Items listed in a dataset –
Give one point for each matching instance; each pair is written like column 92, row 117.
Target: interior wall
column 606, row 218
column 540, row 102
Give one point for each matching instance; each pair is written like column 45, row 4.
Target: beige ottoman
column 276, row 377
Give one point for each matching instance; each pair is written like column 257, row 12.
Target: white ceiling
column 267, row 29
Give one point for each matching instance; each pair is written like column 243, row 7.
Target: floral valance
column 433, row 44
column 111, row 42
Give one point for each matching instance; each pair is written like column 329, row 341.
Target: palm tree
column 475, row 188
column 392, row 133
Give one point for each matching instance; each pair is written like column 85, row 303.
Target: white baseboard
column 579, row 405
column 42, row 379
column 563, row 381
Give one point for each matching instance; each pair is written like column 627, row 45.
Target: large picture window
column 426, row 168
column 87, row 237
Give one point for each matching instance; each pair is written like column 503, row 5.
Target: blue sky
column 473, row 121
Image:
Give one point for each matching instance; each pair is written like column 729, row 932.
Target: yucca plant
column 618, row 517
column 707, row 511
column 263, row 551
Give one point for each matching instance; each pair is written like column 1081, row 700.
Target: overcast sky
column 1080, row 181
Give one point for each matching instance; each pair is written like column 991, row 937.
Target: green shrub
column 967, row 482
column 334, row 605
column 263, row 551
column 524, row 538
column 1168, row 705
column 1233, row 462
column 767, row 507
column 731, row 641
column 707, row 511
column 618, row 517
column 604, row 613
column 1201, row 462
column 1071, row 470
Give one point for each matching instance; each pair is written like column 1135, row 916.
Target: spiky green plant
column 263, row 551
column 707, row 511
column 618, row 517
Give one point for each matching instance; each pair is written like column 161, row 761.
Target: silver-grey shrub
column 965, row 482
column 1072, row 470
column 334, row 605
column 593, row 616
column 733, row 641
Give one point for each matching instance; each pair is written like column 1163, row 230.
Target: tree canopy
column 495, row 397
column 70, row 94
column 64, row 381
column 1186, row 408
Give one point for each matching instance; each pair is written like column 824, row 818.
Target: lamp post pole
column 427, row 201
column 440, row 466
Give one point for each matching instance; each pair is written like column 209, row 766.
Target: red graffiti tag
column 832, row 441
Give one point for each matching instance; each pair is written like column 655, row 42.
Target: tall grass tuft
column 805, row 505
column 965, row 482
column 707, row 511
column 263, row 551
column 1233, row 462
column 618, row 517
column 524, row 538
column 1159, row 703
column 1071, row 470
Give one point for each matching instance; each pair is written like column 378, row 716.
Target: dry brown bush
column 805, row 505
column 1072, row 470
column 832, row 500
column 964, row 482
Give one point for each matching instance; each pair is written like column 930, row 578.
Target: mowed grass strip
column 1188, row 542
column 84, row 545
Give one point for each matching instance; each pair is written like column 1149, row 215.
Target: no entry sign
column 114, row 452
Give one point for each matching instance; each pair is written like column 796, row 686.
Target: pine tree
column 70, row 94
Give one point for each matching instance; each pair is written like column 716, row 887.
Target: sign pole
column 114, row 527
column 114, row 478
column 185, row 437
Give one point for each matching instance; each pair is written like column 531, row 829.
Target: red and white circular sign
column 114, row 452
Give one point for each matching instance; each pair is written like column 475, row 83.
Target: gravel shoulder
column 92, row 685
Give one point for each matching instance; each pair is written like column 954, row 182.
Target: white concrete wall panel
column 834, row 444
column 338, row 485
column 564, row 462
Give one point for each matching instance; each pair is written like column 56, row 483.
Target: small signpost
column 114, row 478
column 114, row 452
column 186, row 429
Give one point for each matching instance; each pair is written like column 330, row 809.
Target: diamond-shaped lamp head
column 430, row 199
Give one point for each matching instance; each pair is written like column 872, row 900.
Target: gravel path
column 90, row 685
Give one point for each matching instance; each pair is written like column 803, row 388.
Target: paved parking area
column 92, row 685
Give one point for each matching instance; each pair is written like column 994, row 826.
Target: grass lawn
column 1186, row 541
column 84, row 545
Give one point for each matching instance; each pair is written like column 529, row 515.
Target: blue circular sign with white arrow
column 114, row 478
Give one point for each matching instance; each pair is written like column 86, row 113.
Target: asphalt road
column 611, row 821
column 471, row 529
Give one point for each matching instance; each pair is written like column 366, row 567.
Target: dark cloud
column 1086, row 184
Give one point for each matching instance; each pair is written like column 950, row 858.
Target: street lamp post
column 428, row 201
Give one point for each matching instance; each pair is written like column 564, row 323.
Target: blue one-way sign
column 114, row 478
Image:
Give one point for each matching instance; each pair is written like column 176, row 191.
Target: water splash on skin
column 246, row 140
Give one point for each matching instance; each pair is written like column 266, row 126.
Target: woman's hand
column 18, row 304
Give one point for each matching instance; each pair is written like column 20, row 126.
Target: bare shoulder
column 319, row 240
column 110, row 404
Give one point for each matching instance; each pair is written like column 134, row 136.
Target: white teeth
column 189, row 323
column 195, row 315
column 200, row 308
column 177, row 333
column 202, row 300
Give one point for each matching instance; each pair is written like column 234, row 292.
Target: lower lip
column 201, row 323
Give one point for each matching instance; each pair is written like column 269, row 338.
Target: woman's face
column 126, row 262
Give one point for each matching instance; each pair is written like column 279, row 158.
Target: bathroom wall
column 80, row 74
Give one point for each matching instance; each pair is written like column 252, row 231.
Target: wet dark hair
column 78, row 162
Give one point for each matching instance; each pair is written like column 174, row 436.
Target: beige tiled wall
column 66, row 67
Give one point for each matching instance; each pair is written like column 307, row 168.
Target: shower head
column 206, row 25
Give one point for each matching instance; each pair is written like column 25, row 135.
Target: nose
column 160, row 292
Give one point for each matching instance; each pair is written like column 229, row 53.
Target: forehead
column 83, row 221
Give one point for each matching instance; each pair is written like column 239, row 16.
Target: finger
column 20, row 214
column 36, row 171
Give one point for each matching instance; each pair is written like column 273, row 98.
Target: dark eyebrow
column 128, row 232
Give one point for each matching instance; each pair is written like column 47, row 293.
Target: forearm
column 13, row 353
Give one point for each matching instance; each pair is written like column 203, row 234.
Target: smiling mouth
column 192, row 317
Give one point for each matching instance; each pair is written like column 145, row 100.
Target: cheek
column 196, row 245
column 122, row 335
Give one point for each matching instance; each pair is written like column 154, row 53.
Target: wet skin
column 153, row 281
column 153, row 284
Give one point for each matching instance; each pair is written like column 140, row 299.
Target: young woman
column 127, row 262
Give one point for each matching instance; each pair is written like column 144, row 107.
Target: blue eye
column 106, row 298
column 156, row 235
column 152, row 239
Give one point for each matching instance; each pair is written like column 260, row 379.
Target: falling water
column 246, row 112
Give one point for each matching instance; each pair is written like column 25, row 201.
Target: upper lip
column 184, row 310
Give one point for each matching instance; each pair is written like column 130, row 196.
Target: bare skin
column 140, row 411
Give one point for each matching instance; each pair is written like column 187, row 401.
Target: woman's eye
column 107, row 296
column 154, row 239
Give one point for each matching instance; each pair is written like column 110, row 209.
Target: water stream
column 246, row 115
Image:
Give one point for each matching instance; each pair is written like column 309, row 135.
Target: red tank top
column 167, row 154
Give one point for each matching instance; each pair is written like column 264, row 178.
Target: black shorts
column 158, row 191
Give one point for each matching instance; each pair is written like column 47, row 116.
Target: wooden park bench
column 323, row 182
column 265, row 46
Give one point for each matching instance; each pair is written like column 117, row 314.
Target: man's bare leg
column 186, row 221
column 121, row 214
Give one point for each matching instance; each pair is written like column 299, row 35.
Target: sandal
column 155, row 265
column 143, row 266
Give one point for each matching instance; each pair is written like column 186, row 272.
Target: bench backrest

WORK TO COMPLETE – Nothing should be dropped or changed, so repeat all of the entries exactly.

PROBLEM SOLUTION –
Give one point for each matching instance; each pair is written like column 92, row 117.
Target: interior wall
column 606, row 218
column 540, row 102
Give one point for each matching instance; each pair is written like column 45, row 4.
Target: beige ottoman
column 276, row 377
Give one point for each matching instance; each pair is written like column 257, row 12.
Target: white ceiling
column 267, row 29
Give one point for each matching instance; each pair is written like column 243, row 7.
Target: floral valance
column 433, row 44
column 111, row 42
Give one point for each matching instance; each pair is written like column 329, row 341.
Target: palm tree
column 475, row 188
column 392, row 133
Give one point for each matching instance; each pair is written like column 85, row 303.
Target: white baseboard
column 579, row 405
column 42, row 379
column 563, row 381
Give one point for each matching instance; each pair is written like column 627, row 45.
Target: large picture window
column 426, row 168
column 87, row 237
Give one point for each matching instance; each pair is written like column 503, row 5.
Target: blue sky
column 473, row 121
Image:
Give one point for each matching instance; each pair is written like column 729, row 932.
Target: yucca plant
column 618, row 517
column 707, row 511
column 263, row 551
Give one point for each matching instance; each pair is written like column 1081, row 700.
Target: overcast sky
column 1080, row 181
Give one point for each matching instance; each pair is written like column 991, row 937.
Target: green shrub
column 967, row 482
column 334, row 605
column 263, row 551
column 524, row 538
column 1168, row 705
column 1233, row 462
column 767, row 507
column 731, row 641
column 707, row 511
column 618, row 517
column 604, row 613
column 1201, row 462
column 1071, row 470
Give one point for each matching instance; each pair is written like column 1135, row 916.
Target: spiky green plant
column 263, row 551
column 707, row 511
column 618, row 517
Give one point for each matching instance; each pair is written like column 161, row 761.
Target: silver-grey shrub
column 965, row 482
column 1072, row 470
column 334, row 605
column 593, row 616
column 733, row 641
Give one point for each matching instance; each pair is written like column 1163, row 230.
Target: tree canopy
column 495, row 397
column 70, row 94
column 64, row 381
column 1186, row 408
Give one point for each matching instance; each pair is written like column 824, row 818.
Target: lamp post pole
column 427, row 201
column 440, row 466
Give one point for each matching instance; each pair is written like column 209, row 766.
Target: red graffiti tag
column 832, row 441
Give one point for each matching instance; each pair is written like column 655, row 42.
Target: tall grass tuft
column 805, row 505
column 965, row 482
column 707, row 511
column 263, row 551
column 1233, row 462
column 618, row 517
column 524, row 538
column 1159, row 703
column 1071, row 470
Give one point for each matching instance; each pair is written like column 378, row 716.
Target: dry brown bush
column 805, row 505
column 1072, row 470
column 832, row 500
column 964, row 482
Give one point for each matching instance; each pair is written like column 930, row 578.
Target: mowed grass strip
column 1188, row 542
column 84, row 545
Give one point for each matching instance; each pair is written like column 1149, row 215.
Target: no entry sign
column 114, row 452
Give one point for each matching instance; each pair is written like column 796, row 686.
Target: pine tree
column 70, row 94
Give one point for each matching instance; each pair is written like column 716, row 887.
Target: sign pole
column 114, row 527
column 114, row 478
column 185, row 437
Give one point for each matching instance; each pair is written like column 531, row 829.
Target: red and white circular sign
column 114, row 452
Give one point for each matching instance; each pair is written like column 475, row 83.
Target: gravel shoulder
column 92, row 685
Give one point for each matching instance; each pair is written like column 954, row 182.
Target: white concrete wall panel
column 834, row 444
column 338, row 485
column 564, row 462
Give one point for each matching instance; each pair is written like column 56, row 483.
Target: small signpost
column 114, row 478
column 114, row 452
column 186, row 429
Give one point for each matching instance; each pair is written like column 330, row 809.
Target: diamond-shaped lamp head
column 430, row 199
Give one point for each matching instance; each pair is written like column 872, row 900.
Target: gravel path
column 90, row 685
Give one point for each matching instance; each pair is written like column 803, row 388.
Target: paved parking area
column 92, row 685
Give one point for each matching instance; each pair is written like column 994, row 826.
Target: grass lawn
column 1186, row 541
column 84, row 545
Give one point for each matching instance; each pair is written like column 529, row 515.
Target: blue circular sign with white arrow
column 114, row 478
Give one point for each matching instance; each pair is written like column 86, row 113.
Target: asphalt road
column 611, row 821
column 471, row 529
Give one point for each matching instance; each pair is written like column 366, row 567.
Target: dark cloud
column 1086, row 184
Give one point for each matching instance; each pair is written like column 950, row 858.
Target: street lamp post
column 428, row 201
Give one point for each matching instance; each pair is written like column 564, row 323.
Target: blue one-way sign
column 114, row 478
Image:
Give one point for each matching instance; each pair is written like column 176, row 191.
Target: water splash on skin
column 246, row 140
Give one point for each matching instance; each pair is written like column 266, row 126.
Target: woman's hand
column 18, row 304
Give one point for each matching instance; each pair is written like column 20, row 126.
Target: bare shoulder
column 319, row 240
column 110, row 404
Give one point for each matching instance; each pair is written like column 134, row 136.
Target: white teeth
column 189, row 323
column 195, row 315
column 200, row 308
column 177, row 333
column 202, row 300
Give one point for each matching instance; each pair is written like column 234, row 292.
Target: lower lip
column 201, row 323
Give one point for each matching instance; each pair is written like column 269, row 338.
Target: woman's face
column 126, row 262
Give one point for each matching instance; each pair is written like column 279, row 158.
Target: bathroom wall
column 80, row 74
Give one point for each matching instance; each pair is written like column 252, row 231.
Target: wet dark hair
column 78, row 162
Give one point for each matching instance; each pair is written like column 174, row 436.
Target: beige tiled wall
column 66, row 67
Give one point for each matching instance; each pair is written like column 307, row 168.
Target: shower head
column 206, row 25
Give one point for each matching instance; each pair is written like column 25, row 135.
Target: nose
column 160, row 292
Give one point for each matching instance; each pair is written like column 229, row 53.
Target: forehead
column 83, row 221
Give one point for each matching instance; each pair is written like column 239, row 16.
Target: finger
column 20, row 214
column 36, row 171
Give one point for each matching instance; each pair is written like column 273, row 98.
Target: dark eyebrow
column 128, row 232
Give one point for each matching instance; each pair is written like column 47, row 293.
Target: forearm
column 13, row 353
Give one point for each matching instance; each pair is written like column 203, row 234.
Target: smiling mouth
column 192, row 317
Give one point for each matching instance; each pair is written like column 145, row 100.
Target: cheek
column 196, row 245
column 122, row 335
Give one point for each matching instance; each pair is written like column 154, row 53.
Target: wet skin
column 153, row 281
column 153, row 284
Give one point for each matching instance; each pair is written like column 140, row 299.
Target: young woman
column 127, row 262
Give one point for each matching instance; each pair is written like column 144, row 107.
Target: blue eye
column 106, row 298
column 156, row 235
column 152, row 239
Give one point for each matching instance; each pair is written like column 260, row 379.
Target: falling water
column 246, row 112
Give one point for each matching instance; each pair is written like column 25, row 201.
Target: upper lip
column 184, row 310
Give one point for each matching instance; each pair is written like column 130, row 196.
Target: bare skin
column 140, row 411
Give one point for each matching instance; each pair is written like column 187, row 401.
Target: woman's eye
column 107, row 296
column 154, row 239
Give one point for each matching instance; each pair is written like column 110, row 209.
Target: water stream
column 246, row 115
Image:
Give one point for each matching instance; each pair is written like column 309, row 135.
Target: red tank top
column 167, row 154
Give one point for each matching instance; each pair is written like column 264, row 178.
Target: black shorts
column 158, row 191
Give one point for each matching instance; each pair is written like column 47, row 116.
Target: wooden park bench
column 323, row 182
column 265, row 46
Give one point for each matching instance; each pair is written like column 117, row 314.
Target: man's bare leg
column 186, row 221
column 121, row 214
Give one point for each matching instance; each pair is written like column 299, row 35.
Target: sandal
column 155, row 265
column 143, row 266
Give one point for each matching instance; each pair is written like column 186, row 272.
Target: bench backrest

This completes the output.